In the records below, replace "indicate" with "mark" wherever it appears, and reproduce every line otherwise unchanged.
## begin DATA FOR PROCESSING
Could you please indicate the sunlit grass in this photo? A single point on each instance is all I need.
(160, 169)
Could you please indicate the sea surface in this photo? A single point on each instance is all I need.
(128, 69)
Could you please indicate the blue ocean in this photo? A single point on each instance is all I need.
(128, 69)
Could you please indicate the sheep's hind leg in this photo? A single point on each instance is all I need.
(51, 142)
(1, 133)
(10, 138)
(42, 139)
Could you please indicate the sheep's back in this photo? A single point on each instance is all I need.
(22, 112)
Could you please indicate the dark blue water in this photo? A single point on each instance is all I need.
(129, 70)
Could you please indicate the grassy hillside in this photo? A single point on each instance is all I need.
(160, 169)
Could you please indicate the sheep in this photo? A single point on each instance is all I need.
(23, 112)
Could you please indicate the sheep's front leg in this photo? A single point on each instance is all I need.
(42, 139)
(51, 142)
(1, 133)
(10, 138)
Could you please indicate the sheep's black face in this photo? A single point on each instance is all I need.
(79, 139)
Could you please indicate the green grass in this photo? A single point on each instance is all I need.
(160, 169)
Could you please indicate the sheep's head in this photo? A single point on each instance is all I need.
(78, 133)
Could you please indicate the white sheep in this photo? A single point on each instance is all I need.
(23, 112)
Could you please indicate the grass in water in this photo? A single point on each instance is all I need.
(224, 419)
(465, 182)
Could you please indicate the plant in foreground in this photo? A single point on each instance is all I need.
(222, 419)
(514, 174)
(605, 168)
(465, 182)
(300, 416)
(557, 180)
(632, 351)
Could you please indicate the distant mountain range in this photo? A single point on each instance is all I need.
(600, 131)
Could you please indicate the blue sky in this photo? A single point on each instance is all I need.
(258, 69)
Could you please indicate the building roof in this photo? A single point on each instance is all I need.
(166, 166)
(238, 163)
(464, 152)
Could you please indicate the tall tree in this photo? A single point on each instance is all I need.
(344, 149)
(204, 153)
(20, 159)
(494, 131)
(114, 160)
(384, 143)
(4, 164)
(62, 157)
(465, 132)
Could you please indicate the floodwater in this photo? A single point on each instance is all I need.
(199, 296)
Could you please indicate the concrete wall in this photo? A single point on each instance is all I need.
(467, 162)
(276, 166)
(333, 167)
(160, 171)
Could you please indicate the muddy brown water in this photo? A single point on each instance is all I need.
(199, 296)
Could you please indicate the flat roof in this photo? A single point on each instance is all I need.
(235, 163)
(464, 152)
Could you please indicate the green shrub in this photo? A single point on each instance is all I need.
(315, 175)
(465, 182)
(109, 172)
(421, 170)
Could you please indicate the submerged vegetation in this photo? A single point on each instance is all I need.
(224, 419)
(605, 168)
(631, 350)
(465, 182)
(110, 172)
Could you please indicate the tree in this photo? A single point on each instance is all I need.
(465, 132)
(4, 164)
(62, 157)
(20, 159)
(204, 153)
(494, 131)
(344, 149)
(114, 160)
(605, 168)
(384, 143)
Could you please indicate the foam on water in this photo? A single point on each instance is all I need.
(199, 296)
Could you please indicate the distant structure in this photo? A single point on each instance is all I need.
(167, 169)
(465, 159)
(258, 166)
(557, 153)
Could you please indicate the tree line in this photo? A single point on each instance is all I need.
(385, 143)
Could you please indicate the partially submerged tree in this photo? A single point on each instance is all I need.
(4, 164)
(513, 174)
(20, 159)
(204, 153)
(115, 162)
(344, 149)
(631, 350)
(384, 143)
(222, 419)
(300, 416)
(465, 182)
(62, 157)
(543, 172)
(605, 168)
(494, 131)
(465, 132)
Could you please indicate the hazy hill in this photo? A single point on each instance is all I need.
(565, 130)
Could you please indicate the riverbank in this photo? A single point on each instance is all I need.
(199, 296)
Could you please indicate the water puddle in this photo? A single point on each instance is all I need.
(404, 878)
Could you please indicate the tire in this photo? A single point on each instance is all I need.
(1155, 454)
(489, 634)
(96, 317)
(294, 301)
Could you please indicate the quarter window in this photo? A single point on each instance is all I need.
## end DATA FOR PROCESSING
**FINISHED ANSWER:**
Could you please mark the sunlit grass in this photo? A single point on each instance is all I need.
(160, 169)
Could you please mark the sea surface in this photo? A single point on each instance is all I need.
(128, 69)
Could you please mark the blue ocean in this photo? A single point on each instance is all I need.
(128, 69)
Could you please mark the sheep's hind leg in this photo? A single point on each instance is all I need.
(51, 142)
(1, 133)
(10, 138)
(42, 139)
Could you please mark the sheep's back in this photo? A single point on each instance is all I need.
(22, 112)
Could you please mark the dark blue water in this photo? A single point on each instance is all I need.
(129, 70)
Could you please mark the grassy hillside in this photo? A single point on each instance is all I need.
(160, 169)
Could you please mark the sheep in this photo? A single point on each instance is all I need.
(23, 112)
Could you please mark the sheep's front leg in this photo? A single point on each instance is all I need.
(42, 139)
(51, 142)
(1, 133)
(10, 138)
Could you please mark the sheep's black face in this photo? A single point on each instance is all I need.
(79, 139)
Could you please mark the green grass in this photo? A single point on each instance is all I need.
(160, 169)
Could you please mark the sheep's head in this photo? A single point on each instance is all I need.
(78, 133)
Could you please mark the white sheep in this photo? A single point on each instance is all I need.
(23, 112)
Could you please mark the grass in water in this photo? A single point on each instance is all I need.
(224, 419)
(465, 182)
Could you please mark the plant in foreground in this photo? A single point on each instance is all I need.
(222, 419)
(514, 174)
(605, 168)
(465, 182)
(300, 416)
(557, 180)
(632, 351)
Could you please mark the distant mountain range in this photo? A single point on each instance is all I need.
(600, 131)
Could you please mark the blue sky in this photo? A single point on each instance is all I need.
(258, 69)
Could you please mark the building roof in this photo? A single point on each instance is all I need.
(166, 166)
(238, 163)
(464, 152)
Could you please mark the tall tree in this photo? A single point on each instance is all I need.
(344, 149)
(204, 153)
(20, 159)
(494, 131)
(114, 160)
(384, 143)
(4, 164)
(62, 157)
(465, 132)
Could you please mark the floodwater in this photo? A single point on each instance is all I need.
(199, 296)
Could you please mark the concrete wall in this photo? A single point on each instance is all I need.
(467, 162)
(276, 166)
(333, 167)
(160, 171)
Could you please mark the muddy brown water in this photo? A single point on each instance is all I need.
(199, 296)
Could you please mark the flat roof in this photo? A single point on each instance is all I need.
(235, 163)
(464, 152)
Could you please mark the green shrub in this photo? A single point on each instance is all I need.
(315, 175)
(465, 182)
(109, 172)
(421, 170)
Could you please mark the submerged vegetation in this photo? A single point on each instance is all I need.
(224, 419)
(605, 168)
(631, 350)
(465, 182)
(110, 172)
Could you please mark the tree in this photo? A single point on each instance is all I need.
(465, 132)
(4, 164)
(62, 157)
(20, 159)
(204, 153)
(494, 131)
(344, 149)
(114, 160)
(605, 168)
(384, 143)
Could you please mark the foam on water in this photo? A single point on each instance is all I need.
(199, 296)
Could you please mark the distant structure in this photo? A single point on each instance is all I need.
(167, 169)
(465, 159)
(258, 166)
(557, 153)
Could you please mark the tree line in this photo? A single point on each instance is all I need.
(385, 143)
Could you please mark the partially submerged tree in this photo? A single point on each instance is all I need.
(4, 164)
(513, 174)
(20, 159)
(204, 153)
(115, 162)
(344, 149)
(631, 350)
(384, 143)
(222, 419)
(300, 416)
(465, 182)
(62, 157)
(543, 172)
(605, 168)
(494, 131)
(465, 132)
Could you please mark the hazy hill in this photo? A single point on each instance is all I need.
(565, 130)
Could you please mark the riverbank in this photo? A single point on each instance is all I need.
(199, 296)
Could you please mark the water puddle in this photo? A single point on each instance is all I need.
(404, 878)
Could you please mark the tire in this photo? A single point on each instance is all I need.
(1155, 454)
(489, 634)
(96, 317)
(294, 301)
Could you please mark the quarter window in this photo? A single point on each instance is all I need.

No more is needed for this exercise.